The full listing below should be copied verbatim.

--- START ---

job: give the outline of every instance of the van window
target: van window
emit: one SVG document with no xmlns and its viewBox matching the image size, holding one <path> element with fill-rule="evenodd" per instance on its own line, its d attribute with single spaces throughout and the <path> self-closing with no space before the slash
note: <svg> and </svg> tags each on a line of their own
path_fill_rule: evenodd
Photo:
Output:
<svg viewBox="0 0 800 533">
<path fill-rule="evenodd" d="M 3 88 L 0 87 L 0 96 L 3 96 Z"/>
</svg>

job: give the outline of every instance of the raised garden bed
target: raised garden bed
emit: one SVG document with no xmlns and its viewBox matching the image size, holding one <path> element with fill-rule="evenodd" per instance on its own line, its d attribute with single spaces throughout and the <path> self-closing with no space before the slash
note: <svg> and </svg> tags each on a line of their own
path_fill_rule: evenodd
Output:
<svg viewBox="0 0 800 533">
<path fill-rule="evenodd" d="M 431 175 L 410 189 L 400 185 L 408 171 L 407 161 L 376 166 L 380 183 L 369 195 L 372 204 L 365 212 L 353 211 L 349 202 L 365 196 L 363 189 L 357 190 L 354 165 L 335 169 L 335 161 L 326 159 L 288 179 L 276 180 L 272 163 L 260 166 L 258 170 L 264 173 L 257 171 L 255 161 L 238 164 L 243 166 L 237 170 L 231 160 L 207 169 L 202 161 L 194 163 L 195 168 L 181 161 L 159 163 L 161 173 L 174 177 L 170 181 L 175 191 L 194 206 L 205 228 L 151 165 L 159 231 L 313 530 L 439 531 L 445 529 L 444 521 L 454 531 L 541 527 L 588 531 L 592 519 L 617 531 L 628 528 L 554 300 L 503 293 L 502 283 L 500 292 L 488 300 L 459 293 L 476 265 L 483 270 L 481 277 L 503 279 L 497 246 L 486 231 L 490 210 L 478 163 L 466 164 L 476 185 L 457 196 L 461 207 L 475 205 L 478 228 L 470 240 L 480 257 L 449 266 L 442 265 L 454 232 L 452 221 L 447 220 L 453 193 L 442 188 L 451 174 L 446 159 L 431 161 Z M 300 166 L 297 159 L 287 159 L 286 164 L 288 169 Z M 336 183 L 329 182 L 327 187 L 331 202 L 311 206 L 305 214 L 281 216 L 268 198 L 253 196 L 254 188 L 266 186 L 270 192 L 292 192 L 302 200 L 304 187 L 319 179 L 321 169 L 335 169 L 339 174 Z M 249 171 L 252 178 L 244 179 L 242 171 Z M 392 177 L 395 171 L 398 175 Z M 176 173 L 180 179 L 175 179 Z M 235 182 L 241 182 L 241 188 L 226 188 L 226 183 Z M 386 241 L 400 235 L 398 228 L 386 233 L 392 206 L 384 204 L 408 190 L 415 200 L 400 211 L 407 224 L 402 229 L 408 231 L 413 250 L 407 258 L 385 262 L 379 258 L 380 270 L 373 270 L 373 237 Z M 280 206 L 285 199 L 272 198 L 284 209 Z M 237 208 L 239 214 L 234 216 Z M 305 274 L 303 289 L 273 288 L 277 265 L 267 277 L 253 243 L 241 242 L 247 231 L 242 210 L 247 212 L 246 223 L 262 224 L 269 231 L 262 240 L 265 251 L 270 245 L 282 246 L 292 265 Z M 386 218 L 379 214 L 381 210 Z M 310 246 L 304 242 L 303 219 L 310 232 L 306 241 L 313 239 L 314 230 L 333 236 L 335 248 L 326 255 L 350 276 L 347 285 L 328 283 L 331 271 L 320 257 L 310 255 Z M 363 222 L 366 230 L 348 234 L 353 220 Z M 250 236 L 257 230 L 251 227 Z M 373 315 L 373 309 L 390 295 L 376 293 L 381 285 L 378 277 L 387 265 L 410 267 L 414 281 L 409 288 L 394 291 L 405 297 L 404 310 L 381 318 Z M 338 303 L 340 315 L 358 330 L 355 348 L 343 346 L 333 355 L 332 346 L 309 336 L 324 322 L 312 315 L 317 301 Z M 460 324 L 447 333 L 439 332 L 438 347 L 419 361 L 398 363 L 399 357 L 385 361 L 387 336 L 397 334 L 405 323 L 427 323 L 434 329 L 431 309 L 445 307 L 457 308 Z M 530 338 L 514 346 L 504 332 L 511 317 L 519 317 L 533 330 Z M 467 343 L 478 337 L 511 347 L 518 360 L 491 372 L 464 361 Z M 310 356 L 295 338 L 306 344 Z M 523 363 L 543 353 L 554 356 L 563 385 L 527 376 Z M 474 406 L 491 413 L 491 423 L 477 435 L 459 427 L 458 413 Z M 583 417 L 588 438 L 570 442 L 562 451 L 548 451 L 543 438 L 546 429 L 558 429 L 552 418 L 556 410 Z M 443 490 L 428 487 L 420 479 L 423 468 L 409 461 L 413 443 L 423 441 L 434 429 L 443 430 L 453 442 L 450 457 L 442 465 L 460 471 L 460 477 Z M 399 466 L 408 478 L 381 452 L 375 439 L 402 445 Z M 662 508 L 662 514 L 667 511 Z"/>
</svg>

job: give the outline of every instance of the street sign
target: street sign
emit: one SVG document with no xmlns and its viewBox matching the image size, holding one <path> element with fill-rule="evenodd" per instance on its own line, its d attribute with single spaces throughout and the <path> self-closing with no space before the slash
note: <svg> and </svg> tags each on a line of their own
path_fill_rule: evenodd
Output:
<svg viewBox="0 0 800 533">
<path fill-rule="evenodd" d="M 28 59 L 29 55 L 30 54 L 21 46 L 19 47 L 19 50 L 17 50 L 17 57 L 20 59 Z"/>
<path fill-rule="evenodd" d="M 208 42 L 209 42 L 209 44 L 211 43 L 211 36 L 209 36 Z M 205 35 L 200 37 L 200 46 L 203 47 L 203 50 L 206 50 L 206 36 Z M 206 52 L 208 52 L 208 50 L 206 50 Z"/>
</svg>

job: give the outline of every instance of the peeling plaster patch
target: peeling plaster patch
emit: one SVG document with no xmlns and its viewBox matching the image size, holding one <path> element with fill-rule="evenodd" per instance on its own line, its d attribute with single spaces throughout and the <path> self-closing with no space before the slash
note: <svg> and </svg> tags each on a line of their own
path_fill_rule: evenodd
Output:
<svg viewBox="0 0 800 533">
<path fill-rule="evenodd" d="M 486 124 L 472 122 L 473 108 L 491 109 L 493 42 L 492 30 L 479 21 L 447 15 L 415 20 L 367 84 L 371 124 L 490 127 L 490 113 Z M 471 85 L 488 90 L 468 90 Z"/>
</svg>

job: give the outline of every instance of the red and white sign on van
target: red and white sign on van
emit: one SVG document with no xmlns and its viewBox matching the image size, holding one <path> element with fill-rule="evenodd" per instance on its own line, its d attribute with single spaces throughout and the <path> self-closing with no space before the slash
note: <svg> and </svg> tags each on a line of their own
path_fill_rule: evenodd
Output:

--- END ---

▶ [Response]
job: give the outline of every instance of the van window
target: van window
emit: one SVG document with no xmlns and its viewBox matching the image size, holding one <path> element with fill-rule="evenodd" per instance on its own line, its d attribute with single spaces throughout and the <path> self-closing with no space before the slash
note: <svg> and </svg> tags each on a line of their own
path_fill_rule: evenodd
Photo:
Output:
<svg viewBox="0 0 800 533">
<path fill-rule="evenodd" d="M 3 88 L 0 87 L 0 96 L 3 96 Z"/>
</svg>

job: give the outline of every instance of the raised garden bed
target: raised garden bed
emit: one SVG document with no xmlns and its viewBox matching the image size, holding one <path> element with fill-rule="evenodd" per instance on its own line, its d attribute with single spaces throughout and the <path> self-closing with no space before the slash
note: <svg> and </svg> tags each on a line of their own
path_fill_rule: evenodd
Output:
<svg viewBox="0 0 800 533">
<path fill-rule="evenodd" d="M 431 175 L 410 189 L 400 185 L 408 171 L 407 161 L 376 166 L 380 183 L 369 195 L 372 204 L 365 212 L 353 211 L 349 202 L 365 196 L 363 189 L 357 190 L 354 165 L 335 169 L 335 161 L 326 159 L 288 179 L 276 180 L 272 163 L 260 166 L 258 170 L 264 173 L 257 171 L 255 161 L 238 164 L 243 166 L 237 170 L 231 160 L 207 169 L 202 161 L 194 163 L 195 168 L 181 161 L 159 163 L 161 173 L 174 177 L 170 181 L 175 191 L 194 206 L 205 228 L 151 165 L 159 231 L 313 530 L 439 531 L 445 529 L 444 521 L 454 531 L 541 527 L 588 531 L 592 519 L 617 531 L 628 528 L 554 300 L 503 293 L 502 283 L 500 292 L 488 300 L 459 293 L 476 265 L 483 270 L 481 277 L 503 279 L 497 246 L 486 231 L 490 210 L 478 163 L 466 164 L 476 185 L 457 196 L 461 207 L 475 205 L 478 228 L 470 240 L 480 257 L 449 266 L 442 265 L 454 232 L 452 221 L 447 220 L 453 193 L 442 188 L 451 174 L 446 159 L 431 161 Z M 300 166 L 297 159 L 287 159 L 286 164 L 288 169 Z M 336 183 L 329 182 L 327 187 L 331 202 L 311 206 L 305 214 L 281 216 L 268 198 L 253 196 L 254 188 L 266 186 L 270 192 L 292 192 L 302 200 L 304 187 L 319 179 L 321 169 L 335 169 L 339 174 Z M 249 171 L 252 178 L 244 179 L 242 171 Z M 392 177 L 395 171 L 398 175 Z M 176 173 L 180 179 L 175 179 Z M 235 182 L 241 182 L 241 188 L 226 188 L 226 183 Z M 386 241 L 400 235 L 398 228 L 386 233 L 392 206 L 384 204 L 408 190 L 415 200 L 400 211 L 407 224 L 402 229 L 408 231 L 413 250 L 407 258 L 385 262 L 379 258 L 380 270 L 373 270 L 373 237 Z M 280 206 L 285 199 L 272 198 L 284 209 Z M 237 208 L 239 214 L 234 216 Z M 305 274 L 303 289 L 273 288 L 277 265 L 267 277 L 253 243 L 241 242 L 247 231 L 242 210 L 247 212 L 246 223 L 262 224 L 269 231 L 262 240 L 265 251 L 270 245 L 282 246 L 292 265 Z M 386 218 L 379 214 L 381 210 Z M 310 246 L 304 242 L 303 219 L 310 232 L 306 241 L 313 239 L 314 230 L 333 236 L 335 248 L 326 255 L 350 276 L 347 285 L 328 283 L 331 271 L 320 257 L 310 255 Z M 363 222 L 366 230 L 348 234 L 353 220 Z M 250 236 L 257 230 L 251 227 Z M 373 315 L 373 309 L 390 295 L 376 293 L 381 285 L 378 277 L 387 265 L 410 267 L 414 281 L 409 288 L 394 291 L 405 297 L 404 310 L 381 318 Z M 338 303 L 340 315 L 358 330 L 355 348 L 343 346 L 333 355 L 332 346 L 309 336 L 324 322 L 312 315 L 317 301 Z M 460 324 L 447 333 L 439 332 L 438 347 L 419 361 L 398 363 L 399 357 L 385 361 L 387 336 L 397 334 L 405 323 L 427 323 L 434 329 L 431 309 L 445 307 L 457 308 Z M 530 338 L 514 346 L 504 332 L 511 317 L 519 317 L 533 330 Z M 467 343 L 478 337 L 511 347 L 518 360 L 491 372 L 464 361 Z M 310 356 L 295 338 L 306 344 Z M 523 363 L 543 353 L 554 356 L 563 385 L 527 376 Z M 474 406 L 491 413 L 491 423 L 477 435 L 459 427 L 458 413 Z M 583 417 L 588 438 L 570 442 L 562 451 L 548 451 L 543 438 L 546 429 L 558 429 L 552 418 L 556 410 Z M 443 490 L 428 487 L 420 479 L 423 468 L 409 461 L 413 443 L 423 441 L 434 429 L 443 430 L 453 442 L 450 457 L 442 465 L 460 471 L 460 477 Z M 399 466 L 408 478 L 381 452 L 375 439 L 402 445 Z M 662 508 L 662 514 L 667 511 Z"/>
</svg>

job: give the outline of every instance of the street sign
target: street sign
emit: one SVG document with no xmlns and its viewBox matching the image size, holding one <path> element with fill-rule="evenodd" per instance on its own line, its d attribute with single spaces throughout and the <path> self-closing with no space before the slash
note: <svg> and </svg> tags each on a line of their own
path_fill_rule: evenodd
Output:
<svg viewBox="0 0 800 533">
<path fill-rule="evenodd" d="M 28 59 L 29 55 L 30 54 L 21 46 L 19 47 L 19 50 L 17 50 L 17 57 L 20 59 Z"/>
<path fill-rule="evenodd" d="M 208 42 L 209 42 L 209 44 L 211 43 L 211 36 L 209 36 Z M 205 35 L 200 37 L 200 46 L 203 47 L 203 50 L 206 50 L 206 36 Z M 206 52 L 208 52 L 208 50 L 206 50 Z"/>
</svg>

job: give the outline of every instance of the peeling plaster patch
target: peeling plaster patch
emit: one SVG document with no xmlns and its viewBox matching the image size, holding one <path> element with fill-rule="evenodd" per instance on its own line, its d attribute with single spaces throughout and the <path> self-closing with no space before the slash
note: <svg> and </svg> tags each on a line of their own
path_fill_rule: evenodd
Output:
<svg viewBox="0 0 800 533">
<path fill-rule="evenodd" d="M 486 124 L 472 122 L 473 108 L 491 109 L 493 42 L 492 30 L 479 21 L 447 15 L 415 20 L 367 84 L 371 124 L 490 127 L 490 113 Z M 471 85 L 488 90 L 468 90 Z"/>
</svg>

job: give the outline of every instance of the red and white sign on van
target: red and white sign on van
emit: one SVG document with no xmlns and its viewBox matching the image size, holding one <path> element with fill-rule="evenodd" per instance on its own line, its d attribute with single spaces throughout and the <path> self-closing with no space before the slash
note: <svg> and </svg> tags each on a line of their own
path_fill_rule: evenodd
Output:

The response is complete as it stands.